Howie Morenz, the Stratford streak

Morenz Drive came into existence in 1961, 10 years after the new entrance at the west end of the Classic City Arena was officially opened. The arena had been built by a private group of local investors in 1924 and the main entrance faced North Street. It remained that way for over a quarter of a century. When Nile Street was extended to Lakeside Drive to serve the new west entrance, it was decided to honour a local boy who became one of the greatest stars in the world of hockey. Morenz Drive was named for Howard William Morenz who was born in Mitchell in 1902.

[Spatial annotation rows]
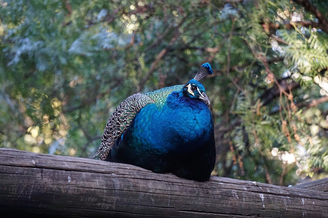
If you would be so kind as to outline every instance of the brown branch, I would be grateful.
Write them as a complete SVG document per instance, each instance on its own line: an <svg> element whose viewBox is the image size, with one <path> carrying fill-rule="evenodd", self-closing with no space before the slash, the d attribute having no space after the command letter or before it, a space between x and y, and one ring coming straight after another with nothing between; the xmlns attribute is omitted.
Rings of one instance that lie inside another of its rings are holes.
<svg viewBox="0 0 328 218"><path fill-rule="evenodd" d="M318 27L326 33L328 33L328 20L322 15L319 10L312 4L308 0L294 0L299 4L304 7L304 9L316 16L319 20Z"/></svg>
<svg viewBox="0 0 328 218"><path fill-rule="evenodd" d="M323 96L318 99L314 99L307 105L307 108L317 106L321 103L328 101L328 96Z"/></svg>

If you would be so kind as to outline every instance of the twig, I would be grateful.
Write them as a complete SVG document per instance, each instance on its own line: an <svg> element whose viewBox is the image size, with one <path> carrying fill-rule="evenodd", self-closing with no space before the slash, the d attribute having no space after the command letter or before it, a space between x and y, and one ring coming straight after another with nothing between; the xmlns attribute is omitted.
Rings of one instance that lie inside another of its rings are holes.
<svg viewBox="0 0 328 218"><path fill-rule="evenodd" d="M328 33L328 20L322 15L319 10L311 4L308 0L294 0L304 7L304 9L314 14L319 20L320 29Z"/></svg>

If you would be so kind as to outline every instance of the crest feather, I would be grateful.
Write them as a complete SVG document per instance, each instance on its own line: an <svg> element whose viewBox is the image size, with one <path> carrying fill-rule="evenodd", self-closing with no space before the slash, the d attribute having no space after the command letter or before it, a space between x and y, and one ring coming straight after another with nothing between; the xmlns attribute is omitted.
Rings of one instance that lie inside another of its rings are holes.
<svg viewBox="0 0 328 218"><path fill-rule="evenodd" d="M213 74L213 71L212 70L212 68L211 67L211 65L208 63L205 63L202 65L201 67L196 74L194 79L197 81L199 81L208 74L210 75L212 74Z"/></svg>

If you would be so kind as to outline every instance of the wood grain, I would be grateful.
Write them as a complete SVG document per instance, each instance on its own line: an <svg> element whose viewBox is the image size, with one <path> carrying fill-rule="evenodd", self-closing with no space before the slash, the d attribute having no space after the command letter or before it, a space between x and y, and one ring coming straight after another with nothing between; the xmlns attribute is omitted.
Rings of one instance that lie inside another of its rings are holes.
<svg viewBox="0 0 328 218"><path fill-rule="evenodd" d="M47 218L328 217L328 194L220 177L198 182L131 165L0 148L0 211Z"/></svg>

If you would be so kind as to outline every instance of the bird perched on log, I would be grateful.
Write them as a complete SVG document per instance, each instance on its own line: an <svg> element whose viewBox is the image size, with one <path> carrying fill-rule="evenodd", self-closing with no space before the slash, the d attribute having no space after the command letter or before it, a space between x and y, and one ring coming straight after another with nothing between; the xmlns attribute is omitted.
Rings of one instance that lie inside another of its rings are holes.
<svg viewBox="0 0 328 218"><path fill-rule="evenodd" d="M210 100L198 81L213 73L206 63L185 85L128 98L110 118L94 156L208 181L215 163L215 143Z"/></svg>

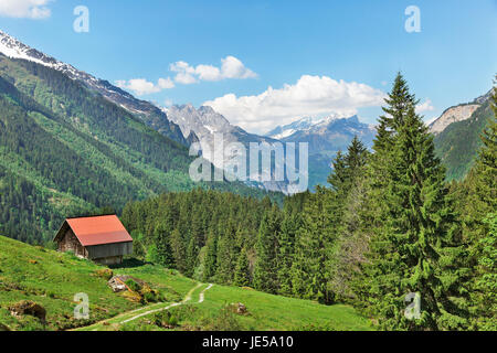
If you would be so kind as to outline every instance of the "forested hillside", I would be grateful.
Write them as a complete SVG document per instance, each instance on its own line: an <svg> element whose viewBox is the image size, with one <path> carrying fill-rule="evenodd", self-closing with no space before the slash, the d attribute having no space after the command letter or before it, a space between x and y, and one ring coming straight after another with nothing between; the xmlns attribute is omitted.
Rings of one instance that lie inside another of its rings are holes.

• SHORT EXERCISE 1
Reproduce the Howie Morenz passage word for word, starting with "Morenz Drive came" and going on through "Mitchell in 1902.".
• SHORT EXERCISE 2
Using the Howie Morenz passage, answer these:
(a) In what year was the arena built by local investors?
(b) Which street did the arena's original main entrance face?
(c) In what town and year was Howard William Morenz born?
These rows come from a separate source and are unrelated to the Howie Morenz passage.

• CORRECT OUTPUT 1
Morenz Drive came into existence in 1961, 10 years after the new entrance at the west end of the Classic City Arena was officially opened. The arena had been built by a private group of local investors in 1924 and the main entrance faced North Street. It remained that way for over a quarter of a century. When Nile Street was extended to Lakeside Drive to serve the new west entrance, it was decided to honour a local boy who became one of the greatest stars in the world of hockey. Morenz Drive was named for Howard William Morenz who was born in Mitchell in 1902.

• CORRECT OUTPUT 2
(a) 1924
(b) North Street
(c) Mitchell, 1902